Reproduce each line of the material precisely.

___ INPUT MATERIAL ___

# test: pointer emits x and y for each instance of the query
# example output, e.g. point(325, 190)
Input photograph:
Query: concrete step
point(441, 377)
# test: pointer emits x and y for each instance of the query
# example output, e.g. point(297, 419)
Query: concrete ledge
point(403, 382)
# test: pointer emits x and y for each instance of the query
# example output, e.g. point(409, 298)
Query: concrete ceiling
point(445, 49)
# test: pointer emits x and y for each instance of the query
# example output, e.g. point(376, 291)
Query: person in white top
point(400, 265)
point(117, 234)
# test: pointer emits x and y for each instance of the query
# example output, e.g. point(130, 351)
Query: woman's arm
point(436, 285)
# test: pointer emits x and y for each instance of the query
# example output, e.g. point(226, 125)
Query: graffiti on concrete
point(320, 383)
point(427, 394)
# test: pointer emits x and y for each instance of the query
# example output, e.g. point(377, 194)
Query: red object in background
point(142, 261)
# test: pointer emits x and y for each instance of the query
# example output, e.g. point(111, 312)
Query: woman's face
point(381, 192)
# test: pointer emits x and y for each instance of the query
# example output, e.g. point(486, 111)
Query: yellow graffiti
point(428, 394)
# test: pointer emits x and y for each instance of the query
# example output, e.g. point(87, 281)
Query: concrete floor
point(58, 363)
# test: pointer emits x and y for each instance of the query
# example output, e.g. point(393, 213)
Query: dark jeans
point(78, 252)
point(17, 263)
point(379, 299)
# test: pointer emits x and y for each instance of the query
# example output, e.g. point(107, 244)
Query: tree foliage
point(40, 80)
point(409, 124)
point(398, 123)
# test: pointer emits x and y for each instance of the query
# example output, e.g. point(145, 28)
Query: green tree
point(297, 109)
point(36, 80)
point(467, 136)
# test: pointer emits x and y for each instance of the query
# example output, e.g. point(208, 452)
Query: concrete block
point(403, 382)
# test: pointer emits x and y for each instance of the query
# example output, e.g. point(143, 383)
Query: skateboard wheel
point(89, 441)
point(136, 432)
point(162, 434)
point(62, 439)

___

RESPONSE TO THE EXERCISE =>
# test: pointer emits x and y for each instance of the query
# example output, e.g. point(325, 190)
Input photograph:
Query: concrete step
point(441, 377)
# test: pointer emits x and y for each instance of the query
# example output, e.g. point(297, 419)
Query: concrete ledge
point(403, 382)
# test: pointer emits x and y for each instance of the query
# example output, e.g. point(409, 298)
Query: concrete ceiling
point(445, 49)
# test: pointer emits x and y for each instance of the query
# example output, e.g. point(376, 291)
Query: person in white top
point(400, 265)
point(117, 234)
# test: pointer emits x and y for each instance of the query
# example output, e.g. point(130, 351)
Query: woman's arm
point(436, 285)
# test: pointer emits x and y for each instance of the query
# example output, e.g. point(226, 125)
Query: graffiti on concrete
point(320, 383)
point(427, 394)
# test: pointer emits x and y for each instance of the query
# example output, e.g. point(377, 194)
Query: red object in background
point(142, 261)
# test: pointer emits x and y for each instance of the query
# example output, e.g. point(111, 312)
Query: woman's face
point(381, 192)
# test: pointer emits x and y for each instance of the query
# example output, e.g. point(486, 111)
Query: yellow graffiti
point(428, 394)
# test: pointer emits x and y for each instance of the query
# example output, e.g. point(87, 281)
Query: concrete floor
point(58, 363)
# test: pointer emits x and y for each instance of the query
# example output, e.g. point(393, 213)
Query: dark jeans
point(78, 252)
point(17, 263)
point(379, 299)
# test: pointer emits x and y for each instance of the query
# example output, e.g. point(107, 244)
Query: tree foliage
point(40, 80)
point(409, 124)
point(398, 123)
# test: pointer emits x and y for each instance of the query
# example output, e.g. point(145, 28)
Query: green tree
point(297, 109)
point(36, 80)
point(467, 136)
# test: pointer emits x and y for each instance of the query
# example output, e.g. point(208, 452)
Query: concrete block
point(403, 382)
# test: pointer emits x and y for each instance of the query
# example output, e.g. point(143, 383)
Query: skateboard wheel
point(89, 441)
point(136, 432)
point(162, 434)
point(62, 439)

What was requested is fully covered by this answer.